Copy out exactly every line from the line containing "Task: spot one point per instance of the whole" until the records below end, inclusive of both boundary lines.

LISTED ENTRIES:
--- start ---
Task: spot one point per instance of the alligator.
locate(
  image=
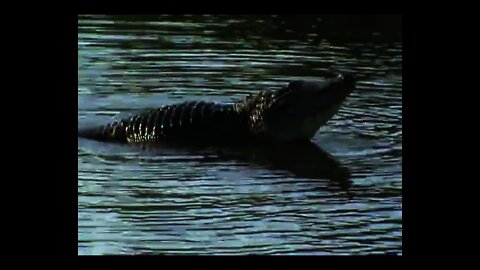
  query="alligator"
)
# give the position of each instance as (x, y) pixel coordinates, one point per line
(290, 114)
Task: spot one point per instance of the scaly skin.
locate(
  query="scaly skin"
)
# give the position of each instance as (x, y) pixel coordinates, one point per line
(255, 118)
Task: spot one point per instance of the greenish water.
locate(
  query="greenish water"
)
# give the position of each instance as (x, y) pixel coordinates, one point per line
(170, 201)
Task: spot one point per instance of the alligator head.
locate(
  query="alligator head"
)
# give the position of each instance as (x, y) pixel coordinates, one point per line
(296, 112)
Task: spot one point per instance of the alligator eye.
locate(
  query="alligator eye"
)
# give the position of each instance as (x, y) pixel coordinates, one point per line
(295, 84)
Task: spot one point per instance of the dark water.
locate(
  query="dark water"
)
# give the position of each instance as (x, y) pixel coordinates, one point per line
(178, 201)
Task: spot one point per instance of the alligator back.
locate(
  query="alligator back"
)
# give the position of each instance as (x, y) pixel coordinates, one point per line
(195, 120)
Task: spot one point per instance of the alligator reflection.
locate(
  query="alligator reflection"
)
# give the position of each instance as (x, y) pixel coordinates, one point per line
(305, 160)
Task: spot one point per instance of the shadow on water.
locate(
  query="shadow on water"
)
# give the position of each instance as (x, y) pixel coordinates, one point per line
(303, 160)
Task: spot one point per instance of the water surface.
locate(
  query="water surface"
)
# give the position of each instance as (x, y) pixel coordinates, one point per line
(182, 201)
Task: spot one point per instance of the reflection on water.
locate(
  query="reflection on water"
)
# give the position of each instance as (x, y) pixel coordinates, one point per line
(341, 194)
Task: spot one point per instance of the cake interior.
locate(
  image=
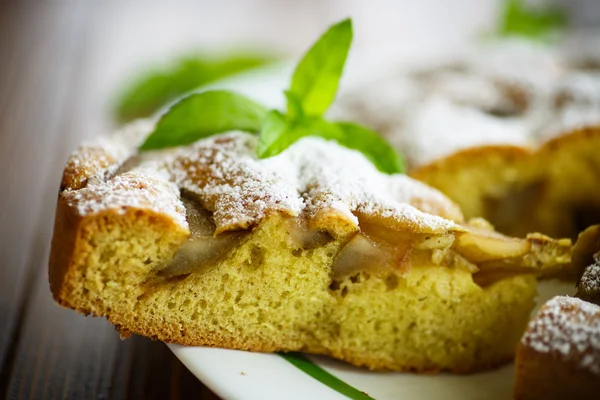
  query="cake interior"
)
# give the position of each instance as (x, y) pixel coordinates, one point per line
(374, 296)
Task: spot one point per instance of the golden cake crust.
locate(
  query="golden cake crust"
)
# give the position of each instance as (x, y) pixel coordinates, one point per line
(120, 224)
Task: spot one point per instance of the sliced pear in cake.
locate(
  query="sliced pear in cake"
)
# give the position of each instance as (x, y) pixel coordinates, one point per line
(312, 250)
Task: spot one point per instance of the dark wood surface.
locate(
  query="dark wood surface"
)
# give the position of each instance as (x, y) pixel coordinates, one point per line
(46, 51)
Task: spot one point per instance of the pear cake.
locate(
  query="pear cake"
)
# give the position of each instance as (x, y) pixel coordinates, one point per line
(312, 250)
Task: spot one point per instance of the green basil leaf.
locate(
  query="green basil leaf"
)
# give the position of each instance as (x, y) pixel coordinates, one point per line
(316, 78)
(307, 366)
(205, 114)
(276, 135)
(519, 20)
(373, 147)
(155, 88)
(295, 110)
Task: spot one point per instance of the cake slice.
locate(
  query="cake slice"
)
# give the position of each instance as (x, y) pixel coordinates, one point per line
(312, 250)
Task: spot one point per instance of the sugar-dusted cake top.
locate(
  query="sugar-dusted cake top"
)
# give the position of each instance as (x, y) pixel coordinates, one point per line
(310, 177)
(569, 328)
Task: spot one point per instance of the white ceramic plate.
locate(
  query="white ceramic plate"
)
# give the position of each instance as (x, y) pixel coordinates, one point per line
(241, 375)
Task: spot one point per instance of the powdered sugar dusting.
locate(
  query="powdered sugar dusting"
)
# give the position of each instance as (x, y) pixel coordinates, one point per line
(101, 157)
(589, 284)
(310, 176)
(568, 328)
(228, 179)
(440, 128)
(225, 175)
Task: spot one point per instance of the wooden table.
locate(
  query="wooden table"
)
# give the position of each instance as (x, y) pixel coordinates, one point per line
(60, 64)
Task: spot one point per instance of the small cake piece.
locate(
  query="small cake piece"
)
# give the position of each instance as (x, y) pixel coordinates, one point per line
(311, 250)
(559, 355)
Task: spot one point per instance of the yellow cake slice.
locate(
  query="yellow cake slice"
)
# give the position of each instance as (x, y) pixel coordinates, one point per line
(312, 250)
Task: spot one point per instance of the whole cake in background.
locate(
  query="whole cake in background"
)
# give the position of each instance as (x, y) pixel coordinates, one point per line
(510, 132)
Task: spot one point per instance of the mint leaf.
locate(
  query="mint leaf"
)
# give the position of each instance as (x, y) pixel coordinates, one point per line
(205, 114)
(295, 110)
(316, 78)
(519, 20)
(373, 146)
(155, 88)
(278, 133)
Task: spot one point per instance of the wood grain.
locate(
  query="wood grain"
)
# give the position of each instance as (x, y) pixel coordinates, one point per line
(45, 351)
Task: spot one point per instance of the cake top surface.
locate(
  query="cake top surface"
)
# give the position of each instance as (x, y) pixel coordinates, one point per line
(223, 172)
(569, 328)
(589, 284)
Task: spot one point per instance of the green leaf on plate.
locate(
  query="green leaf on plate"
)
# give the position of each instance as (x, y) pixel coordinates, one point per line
(316, 78)
(150, 91)
(373, 146)
(205, 114)
(318, 373)
(535, 23)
--- end ---
OUTPUT FOR THIS TASK:
Task: spot one point per instance of the whole cake in background.
locate(
  query="whole cake in background"
)
# give the position of each instance as (x, y) pixel coordinates, one point per line
(510, 132)
Task: spot one point per instance of the mint leaf.
locate(
  query="mint leaf"
)
# give the position of each instance as (x, y) pixel coordinates, one point per line
(205, 114)
(295, 110)
(316, 78)
(519, 20)
(373, 146)
(155, 88)
(278, 133)
Task: spot one point per instance of the wood grain.
locate(
  query="wood grain"
)
# give the position of each instance as (x, y) pixel coordinates, one point per line
(45, 351)
Task: spot one point per instance of the cake top surface.
locate(
  query="cake top surface"
)
# give the position of each instance as (x, y) pixel coordinates, one point per line
(223, 172)
(569, 328)
(589, 284)
Task: spot one point per instance of the green leaf on plate.
locate(
  query="green leaf on plate"
)
# give the position of each instance as (x, y) pixel coordinates, one point per line
(316, 78)
(150, 91)
(373, 146)
(205, 114)
(318, 373)
(535, 23)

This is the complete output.